◆ **PROBLÈME À RÉSOUDRE**:
Réécris les entrées en partant de leur début et en terminant par la ligne qui contient « M 399 138 L », incluse, en remplaçant « cluster of trees » par « group of trees » sans rien modifier d'autre. Omets les images dans ta réponse, s'il te plaît.

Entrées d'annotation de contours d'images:
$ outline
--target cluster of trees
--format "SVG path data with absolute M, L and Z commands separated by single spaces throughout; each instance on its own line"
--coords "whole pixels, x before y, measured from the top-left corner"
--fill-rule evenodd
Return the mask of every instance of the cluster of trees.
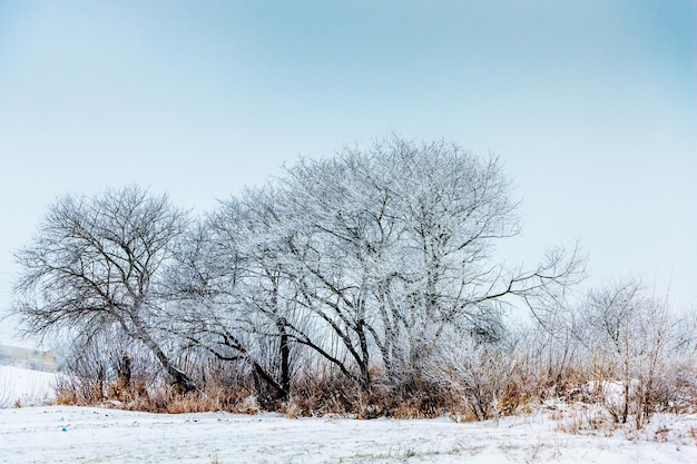
M 399 138 L 301 160 L 202 218 L 138 186 L 67 196 L 17 253 L 13 312 L 28 332 L 68 340 L 73 366 L 102 359 L 86 377 L 128 387 L 145 357 L 177 392 L 205 391 L 215 371 L 246 378 L 266 407 L 307 379 L 365 395 L 426 381 L 484 418 L 521 353 L 560 384 L 600 342 L 627 397 L 637 357 L 654 367 L 641 377 L 651 391 L 674 319 L 629 284 L 567 303 L 576 253 L 530 269 L 495 261 L 497 243 L 519 233 L 517 208 L 498 159 Z M 509 305 L 534 327 L 507 324 Z M 638 328 L 656 342 L 647 352 L 635 351 Z

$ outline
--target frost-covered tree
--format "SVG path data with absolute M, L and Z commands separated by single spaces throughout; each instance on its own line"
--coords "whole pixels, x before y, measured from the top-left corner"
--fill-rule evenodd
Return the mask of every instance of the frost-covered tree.
M 372 366 L 399 382 L 419 371 L 446 327 L 497 340 L 505 298 L 577 265 L 562 254 L 529 272 L 495 263 L 497 241 L 519 230 L 517 201 L 495 158 L 457 145 L 395 137 L 286 174 L 279 210 L 293 225 L 298 302 L 324 326 L 314 345 L 363 388 Z
M 634 414 L 640 427 L 658 403 L 667 359 L 683 345 L 680 318 L 666 302 L 647 295 L 639 280 L 618 282 L 591 290 L 582 307 L 589 353 L 622 385 L 620 402 L 609 404 L 618 422 Z

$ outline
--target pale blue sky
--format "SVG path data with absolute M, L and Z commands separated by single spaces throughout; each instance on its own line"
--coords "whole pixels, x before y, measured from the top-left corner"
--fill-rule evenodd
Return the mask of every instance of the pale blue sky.
M 0 307 L 59 195 L 203 211 L 392 131 L 501 156 L 511 261 L 578 237 L 595 279 L 695 306 L 696 24 L 694 0 L 0 0 Z

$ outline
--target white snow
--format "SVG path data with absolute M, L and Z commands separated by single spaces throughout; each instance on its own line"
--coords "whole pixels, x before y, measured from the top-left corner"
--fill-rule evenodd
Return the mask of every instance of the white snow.
M 53 374 L 0 366 L 0 398 L 50 398 Z M 641 432 L 573 434 L 556 405 L 483 423 L 356 421 L 228 413 L 148 414 L 36 406 L 0 409 L 0 463 L 697 463 L 697 415 Z
M 697 462 L 697 416 L 658 422 L 668 432 L 628 440 L 567 434 L 541 414 L 497 425 L 43 406 L 0 411 L 0 463 Z
M 0 366 L 0 408 L 46 404 L 55 398 L 56 374 Z

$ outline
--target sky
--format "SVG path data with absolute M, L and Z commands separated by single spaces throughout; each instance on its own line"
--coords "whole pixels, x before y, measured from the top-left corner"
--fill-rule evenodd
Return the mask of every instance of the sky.
M 0 0 L 0 309 L 57 197 L 202 214 L 390 134 L 500 157 L 507 261 L 580 240 L 588 285 L 697 308 L 694 0 Z

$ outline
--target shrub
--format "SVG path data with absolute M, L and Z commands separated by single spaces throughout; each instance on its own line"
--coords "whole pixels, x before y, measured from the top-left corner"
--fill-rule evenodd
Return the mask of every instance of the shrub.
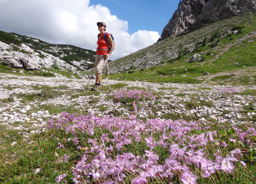
M 206 37 L 206 36 L 205 36 L 203 38 L 203 43 L 202 43 L 202 46 L 205 46 L 206 45 L 207 42 L 207 39 Z

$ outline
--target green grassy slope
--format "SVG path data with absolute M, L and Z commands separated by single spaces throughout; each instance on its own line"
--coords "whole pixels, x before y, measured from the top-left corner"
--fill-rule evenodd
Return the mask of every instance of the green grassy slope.
M 225 33 L 227 29 L 237 30 L 239 33 Z M 207 25 L 110 62 L 110 69 L 126 66 L 126 69 L 120 70 L 121 73 L 112 74 L 110 78 L 160 83 L 255 85 L 255 32 L 256 16 L 254 15 L 235 17 Z M 205 37 L 207 42 L 204 44 Z M 201 55 L 201 61 L 189 62 L 195 54 Z M 158 59 L 161 61 L 158 66 L 145 68 L 147 63 Z M 133 64 L 138 63 L 139 60 L 141 64 Z M 210 75 L 204 76 L 205 72 Z M 230 76 L 232 74 L 235 76 Z M 220 77 L 222 76 L 225 76 Z

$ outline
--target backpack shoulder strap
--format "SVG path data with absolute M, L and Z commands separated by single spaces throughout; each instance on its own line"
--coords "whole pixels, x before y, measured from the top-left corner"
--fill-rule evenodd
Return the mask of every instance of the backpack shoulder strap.
M 105 32 L 105 33 L 104 33 L 104 38 L 105 39 L 105 41 L 106 41 L 106 42 L 107 43 L 107 44 L 109 44 L 109 42 L 107 41 L 107 37 L 106 36 L 106 35 L 107 34 L 107 32 Z

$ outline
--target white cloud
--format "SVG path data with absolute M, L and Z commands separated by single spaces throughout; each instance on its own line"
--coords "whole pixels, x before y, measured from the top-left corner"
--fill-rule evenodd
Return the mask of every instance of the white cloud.
M 94 50 L 99 32 L 96 23 L 104 22 L 115 38 L 111 59 L 151 45 L 160 37 L 158 32 L 145 30 L 130 35 L 127 21 L 89 0 L 0 0 L 0 30 Z

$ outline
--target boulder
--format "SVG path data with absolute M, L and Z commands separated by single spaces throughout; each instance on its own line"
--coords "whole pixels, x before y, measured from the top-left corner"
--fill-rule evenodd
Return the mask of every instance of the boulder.
M 22 68 L 23 66 L 15 58 L 10 55 L 0 56 L 0 61 L 5 65 L 13 68 Z
M 208 72 L 204 72 L 203 75 L 209 75 L 210 74 Z
M 201 55 L 199 54 L 196 54 L 193 55 L 189 61 L 190 63 L 194 63 L 197 61 L 199 61 L 201 60 L 202 57 Z
M 24 57 L 20 58 L 19 61 L 26 70 L 38 70 L 41 67 L 36 60 L 33 59 L 33 58 Z
M 27 45 L 25 45 L 24 44 L 21 44 L 21 49 L 23 50 L 25 50 L 28 52 L 30 54 L 32 54 L 34 52 L 34 51 L 33 49 L 31 48 L 30 47 Z

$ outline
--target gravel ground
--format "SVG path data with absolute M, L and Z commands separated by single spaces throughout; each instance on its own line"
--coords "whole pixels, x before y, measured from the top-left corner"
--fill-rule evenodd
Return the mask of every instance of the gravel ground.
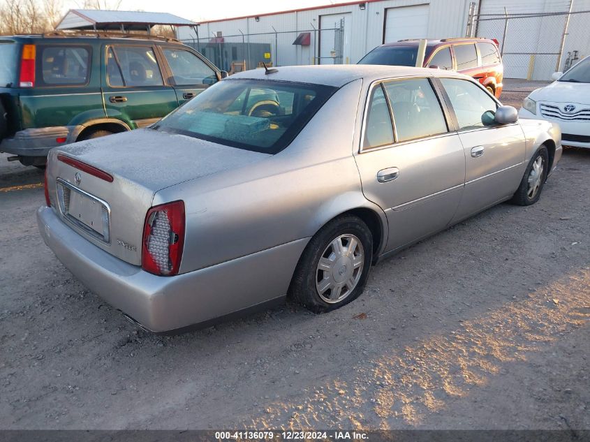
M 505 101 L 526 96 L 509 84 Z M 590 429 L 590 152 L 567 150 L 536 205 L 374 267 L 338 311 L 169 337 L 59 263 L 34 219 L 43 175 L 6 156 L 1 429 Z

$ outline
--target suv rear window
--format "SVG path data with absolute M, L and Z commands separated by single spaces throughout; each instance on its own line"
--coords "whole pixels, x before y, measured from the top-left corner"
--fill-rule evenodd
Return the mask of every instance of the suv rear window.
M 293 141 L 337 89 L 291 82 L 224 80 L 154 128 L 276 154 Z
M 455 45 L 452 49 L 455 51 L 455 58 L 457 59 L 457 71 L 477 67 L 478 53 L 475 52 L 474 44 Z
M 88 82 L 89 48 L 81 46 L 42 46 L 41 80 L 47 86 Z
M 16 81 L 18 45 L 0 40 L 0 87 L 11 87 Z
M 500 62 L 500 55 L 498 54 L 498 49 L 496 45 L 487 43 L 478 43 L 478 49 L 480 50 L 480 56 L 482 59 L 482 66 L 487 64 L 496 64 Z

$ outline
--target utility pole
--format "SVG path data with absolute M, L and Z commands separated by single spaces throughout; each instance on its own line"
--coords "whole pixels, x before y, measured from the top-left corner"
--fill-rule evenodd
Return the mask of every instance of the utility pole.
M 573 6 L 574 0 L 570 0 L 570 8 L 568 10 L 568 15 L 566 17 L 566 24 L 563 26 L 563 34 L 561 36 L 561 44 L 559 45 L 559 55 L 557 57 L 557 64 L 555 65 L 555 71 L 559 71 L 559 66 L 561 66 L 561 57 L 563 54 L 563 47 L 566 45 L 566 36 L 568 35 L 568 27 L 570 25 L 570 17 L 572 15 L 572 6 Z

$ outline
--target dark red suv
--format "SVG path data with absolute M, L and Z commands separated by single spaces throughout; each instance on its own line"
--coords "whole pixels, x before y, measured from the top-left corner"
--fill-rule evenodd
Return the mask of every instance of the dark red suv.
M 415 66 L 418 59 L 420 42 L 420 40 L 400 40 L 377 46 L 358 63 Z M 504 66 L 495 40 L 427 40 L 422 66 L 457 71 L 479 80 L 496 98 L 502 93 Z

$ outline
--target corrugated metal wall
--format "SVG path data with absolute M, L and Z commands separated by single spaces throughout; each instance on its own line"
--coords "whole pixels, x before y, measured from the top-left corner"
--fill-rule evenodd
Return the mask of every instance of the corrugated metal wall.
M 429 5 L 429 38 L 441 38 L 464 35 L 469 0 L 383 0 L 367 2 L 364 10 L 360 8 L 358 3 L 355 3 L 262 15 L 258 20 L 252 17 L 202 23 L 199 26 L 199 39 L 202 43 L 206 43 L 221 31 L 225 41 L 241 43 L 243 33 L 244 43 L 265 43 L 271 45 L 270 61 L 275 66 L 310 64 L 314 62 L 314 56 L 319 55 L 318 40 L 322 38 L 322 32 L 319 29 L 320 17 L 348 13 L 351 14 L 352 38 L 348 62 L 353 64 L 383 43 L 386 9 L 420 4 Z M 325 23 L 323 25 L 326 27 Z M 318 31 L 314 32 L 314 28 Z M 278 34 L 275 37 L 274 34 L 270 34 L 274 33 L 274 30 L 288 33 Z M 311 31 L 311 45 L 293 45 L 300 32 L 309 31 Z M 254 35 L 263 33 L 270 34 Z M 182 40 L 193 38 L 196 41 L 197 38 L 195 31 L 188 29 L 179 29 L 179 36 Z

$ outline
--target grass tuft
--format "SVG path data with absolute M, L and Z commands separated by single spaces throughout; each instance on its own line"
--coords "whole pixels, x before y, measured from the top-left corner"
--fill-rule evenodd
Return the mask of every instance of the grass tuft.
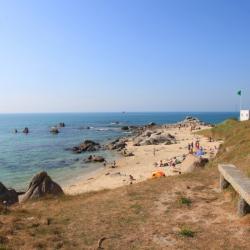
M 192 231 L 191 229 L 189 228 L 186 228 L 186 227 L 183 227 L 180 231 L 180 235 L 181 236 L 184 236 L 184 237 L 190 237 L 190 238 L 193 238 L 194 235 L 195 235 L 195 232 Z

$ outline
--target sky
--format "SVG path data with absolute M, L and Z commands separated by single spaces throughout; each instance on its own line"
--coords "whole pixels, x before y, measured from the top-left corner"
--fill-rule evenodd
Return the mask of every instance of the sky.
M 0 0 L 0 113 L 250 108 L 248 0 Z

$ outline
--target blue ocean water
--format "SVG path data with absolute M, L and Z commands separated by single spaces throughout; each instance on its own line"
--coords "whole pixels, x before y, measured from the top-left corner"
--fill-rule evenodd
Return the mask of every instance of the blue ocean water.
M 0 182 L 7 187 L 23 190 L 32 176 L 45 170 L 59 184 L 96 168 L 85 164 L 85 154 L 74 154 L 67 148 L 78 145 L 86 139 L 101 144 L 126 132 L 123 125 L 174 123 L 187 115 L 202 121 L 220 123 L 237 113 L 63 113 L 63 114 L 2 114 L 0 115 Z M 49 129 L 59 122 L 66 124 L 57 135 Z M 119 122 L 117 124 L 117 122 Z M 28 127 L 30 133 L 21 133 Z M 90 127 L 90 129 L 86 129 Z M 19 133 L 15 134 L 14 129 Z M 108 151 L 98 154 L 113 160 L 116 155 Z

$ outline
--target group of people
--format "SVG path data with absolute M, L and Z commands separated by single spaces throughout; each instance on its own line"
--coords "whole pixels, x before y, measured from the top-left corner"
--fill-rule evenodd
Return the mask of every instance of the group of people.
M 197 152 L 198 150 L 203 151 L 203 148 L 200 145 L 199 140 L 196 140 L 195 143 L 191 142 L 191 143 L 188 144 L 188 152 L 189 152 L 189 154 L 193 154 L 193 153 Z

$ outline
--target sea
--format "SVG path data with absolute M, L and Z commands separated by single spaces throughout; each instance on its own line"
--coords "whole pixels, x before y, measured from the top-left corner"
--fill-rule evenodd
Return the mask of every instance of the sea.
M 0 182 L 9 188 L 24 191 L 32 177 L 47 171 L 53 180 L 65 186 L 102 164 L 86 164 L 90 153 L 75 154 L 70 148 L 90 139 L 106 144 L 129 134 L 125 125 L 170 124 L 186 116 L 218 124 L 235 112 L 144 112 L 144 113 L 54 113 L 54 114 L 0 114 Z M 51 134 L 50 128 L 65 123 L 60 133 Z M 28 127 L 30 133 L 22 130 Z M 17 129 L 18 133 L 14 133 Z M 97 154 L 97 153 L 96 153 Z M 115 152 L 101 150 L 98 155 L 115 160 Z

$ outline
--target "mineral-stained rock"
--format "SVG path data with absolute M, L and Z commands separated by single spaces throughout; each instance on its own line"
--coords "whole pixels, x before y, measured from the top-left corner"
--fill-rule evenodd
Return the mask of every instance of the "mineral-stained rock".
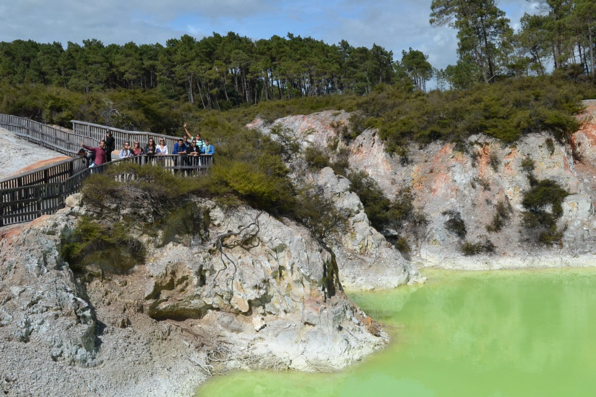
M 349 114 L 345 112 L 326 111 L 309 115 L 288 116 L 271 125 L 257 118 L 247 127 L 259 129 L 267 134 L 271 133 L 272 126 L 279 124 L 294 134 L 303 151 L 308 145 L 324 148 L 339 140 L 337 129 L 330 124 L 333 122 L 346 125 L 349 117 Z M 339 144 L 340 147 L 344 145 L 341 142 Z M 380 150 L 382 152 L 382 146 Z M 350 161 L 353 157 L 350 156 Z M 340 278 L 345 287 L 368 290 L 394 288 L 406 283 L 424 282 L 426 279 L 420 275 L 416 266 L 404 260 L 400 252 L 371 226 L 360 198 L 349 190 L 349 180 L 336 176 L 328 167 L 319 173 L 307 172 L 300 167 L 299 159 L 289 165 L 291 169 L 297 169 L 292 174 L 297 182 L 304 182 L 306 179 L 308 183 L 322 187 L 325 193 L 340 208 L 352 213 L 349 234 L 342 237 L 340 244 L 333 246 Z M 389 169 L 388 167 L 385 168 Z
M 93 366 L 98 361 L 92 308 L 57 249 L 64 226 L 44 216 L 0 231 L 1 334 L 38 345 L 55 361 Z
M 200 227 L 180 230 L 173 217 L 134 229 L 147 260 L 118 273 L 61 257 L 77 218 L 92 213 L 78 195 L 0 229 L 0 340 L 11 352 L 0 373 L 17 379 L 14 395 L 191 395 L 209 357 L 220 371 L 312 371 L 386 344 L 342 292 L 324 296 L 330 255 L 303 227 L 248 207 L 188 205 Z
M 337 146 L 337 151 L 347 148 L 350 168 L 365 171 L 390 198 L 404 187 L 411 187 L 415 193 L 415 205 L 424 209 L 429 221 L 426 236 L 411 245 L 414 248 L 411 254 L 412 263 L 418 267 L 478 269 L 588 265 L 596 265 L 596 245 L 592 242 L 596 237 L 596 101 L 586 101 L 585 104 L 587 109 L 579 116 L 582 126 L 572 135 L 567 145 L 559 143 L 547 134 L 526 135 L 510 145 L 476 135 L 468 139 L 465 150 L 457 150 L 454 145 L 445 142 L 434 142 L 421 148 L 412 146 L 407 159 L 387 153 L 375 129 L 367 130 L 349 142 L 342 140 L 338 129 L 333 126 L 347 122 L 349 115 L 344 112 L 327 111 L 289 116 L 272 124 L 257 119 L 248 126 L 269 133 L 271 126 L 279 125 L 293 132 L 303 143 L 303 147 L 312 144 L 325 148 L 333 144 L 331 147 Z M 524 235 L 520 224 L 524 210 L 522 200 L 530 187 L 527 173 L 522 167 L 526 158 L 535 162 L 536 178 L 552 179 L 571 193 L 563 203 L 564 213 L 558 222 L 559 230 L 564 230 L 560 246 L 540 246 L 527 241 Z M 290 165 L 295 166 L 299 161 Z M 345 189 L 342 190 L 344 193 L 337 192 L 347 182 L 330 183 L 333 181 L 331 176 L 329 170 L 324 170 L 321 175 L 313 176 L 312 179 L 325 184 L 328 187 L 326 191 L 334 195 L 338 203 L 342 202 L 358 214 L 359 200 L 349 198 Z M 492 221 L 499 202 L 507 208 L 510 206 L 510 218 L 501 230 L 489 232 L 487 226 Z M 467 229 L 466 239 L 474 242 L 486 235 L 495 244 L 495 253 L 464 256 L 461 251 L 462 240 L 445 229 L 448 216 L 443 213 L 449 210 L 461 213 Z M 355 230 L 352 236 L 359 238 L 343 239 L 336 254 L 342 257 L 338 264 L 346 285 L 365 287 L 366 280 L 352 278 L 356 273 L 352 271 L 350 260 L 346 260 L 356 257 L 353 254 L 355 248 L 370 246 L 368 242 L 375 241 L 374 233 L 362 233 L 365 224 L 358 225 L 358 216 L 352 221 Z M 370 237 L 359 238 L 363 236 Z M 378 246 L 381 246 L 382 244 Z M 387 278 L 384 281 L 395 276 L 399 277 L 399 271 L 390 270 L 396 267 L 403 268 L 399 254 L 389 254 L 390 251 L 385 250 L 380 254 L 378 250 L 376 248 L 361 253 L 359 259 L 371 263 L 377 258 L 386 258 L 392 265 L 386 269 Z M 402 280 L 417 278 L 415 267 L 412 265 L 411 269 L 407 270 L 406 265 L 406 269 L 401 271 Z M 411 276 L 407 276 L 410 271 Z M 375 286 L 372 280 L 370 285 L 387 286 Z

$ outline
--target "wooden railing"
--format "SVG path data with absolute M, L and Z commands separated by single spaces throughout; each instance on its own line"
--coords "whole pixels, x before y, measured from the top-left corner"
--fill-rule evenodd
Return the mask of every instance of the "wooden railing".
M 80 141 L 88 146 L 96 146 L 100 139 L 50 127 L 24 117 L 0 114 L 0 127 L 11 131 L 19 137 L 60 153 L 72 156 L 80 149 Z M 23 150 L 23 155 L 31 155 Z
M 70 155 L 80 148 L 82 140 L 87 145 L 97 145 L 98 141 L 105 137 L 106 130 L 113 132 L 117 139 L 117 146 L 125 140 L 142 142 L 141 137 L 148 140 L 148 136 L 154 139 L 167 137 L 166 144 L 172 148 L 174 142 L 177 142 L 171 136 L 131 132 L 81 121 L 73 121 L 73 125 L 77 127 L 74 133 L 70 133 L 28 118 L 0 114 L 0 127 L 13 131 L 29 142 Z M 169 146 L 170 142 L 172 146 Z M 26 148 L 23 154 L 35 155 L 30 154 L 30 151 Z M 213 161 L 212 155 L 142 155 L 117 159 L 89 168 L 83 157 L 76 155 L 51 165 L 0 180 L 0 227 L 53 214 L 64 207 L 67 197 L 80 189 L 89 175 L 103 172 L 113 163 L 126 161 L 142 165 L 153 165 L 180 176 L 189 176 L 206 173 L 213 165 Z
M 73 131 L 77 135 L 88 136 L 91 137 L 97 142 L 105 139 L 105 133 L 110 131 L 112 136 L 116 140 L 116 148 L 122 148 L 124 142 L 128 142 L 132 146 L 132 143 L 135 140 L 139 141 L 139 146 L 143 149 L 149 142 L 149 138 L 153 138 L 155 143 L 159 143 L 159 139 L 163 138 L 166 145 L 167 146 L 168 151 L 170 153 L 174 149 L 174 144 L 178 142 L 179 138 L 169 135 L 163 135 L 162 134 L 154 134 L 151 132 L 139 132 L 136 131 L 127 131 L 126 130 L 120 130 L 120 129 L 106 126 L 101 126 L 98 124 L 92 124 L 78 120 L 70 120 L 73 123 Z

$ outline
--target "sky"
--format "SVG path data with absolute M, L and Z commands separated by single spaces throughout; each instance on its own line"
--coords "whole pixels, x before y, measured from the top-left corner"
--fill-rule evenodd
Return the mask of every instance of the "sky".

◆ **SOLUTION DU PROBLÈME**:
$ outline
--target group of trees
--format "SVG path data with absolute M, L and Z commands separated by single spaces throughout; each instance on its own line"
--coords "whole pixels, x before y, measured from the top-left corner"
--fill-rule evenodd
Return the mask of every instance of the group of trees.
M 399 138 L 301 160 L 202 218 L 138 186 L 67 196 L 17 253 L 13 312 L 28 332 L 68 340 L 73 366 L 102 359 L 86 377 L 128 387 L 145 357 L 177 392 L 205 391 L 215 371 L 246 378 L 266 407 L 307 379 L 365 395 L 426 381 L 484 418 L 521 353 L 560 384 L 600 342 L 627 397 L 637 357 L 654 367 L 641 377 L 651 391 L 674 319 L 629 284 L 567 303 L 576 253 L 530 269 L 495 261 L 497 243 L 519 233 L 517 208 L 498 159 Z M 509 305 L 534 327 L 507 324 Z M 638 328 L 656 342 L 647 352 L 635 351 Z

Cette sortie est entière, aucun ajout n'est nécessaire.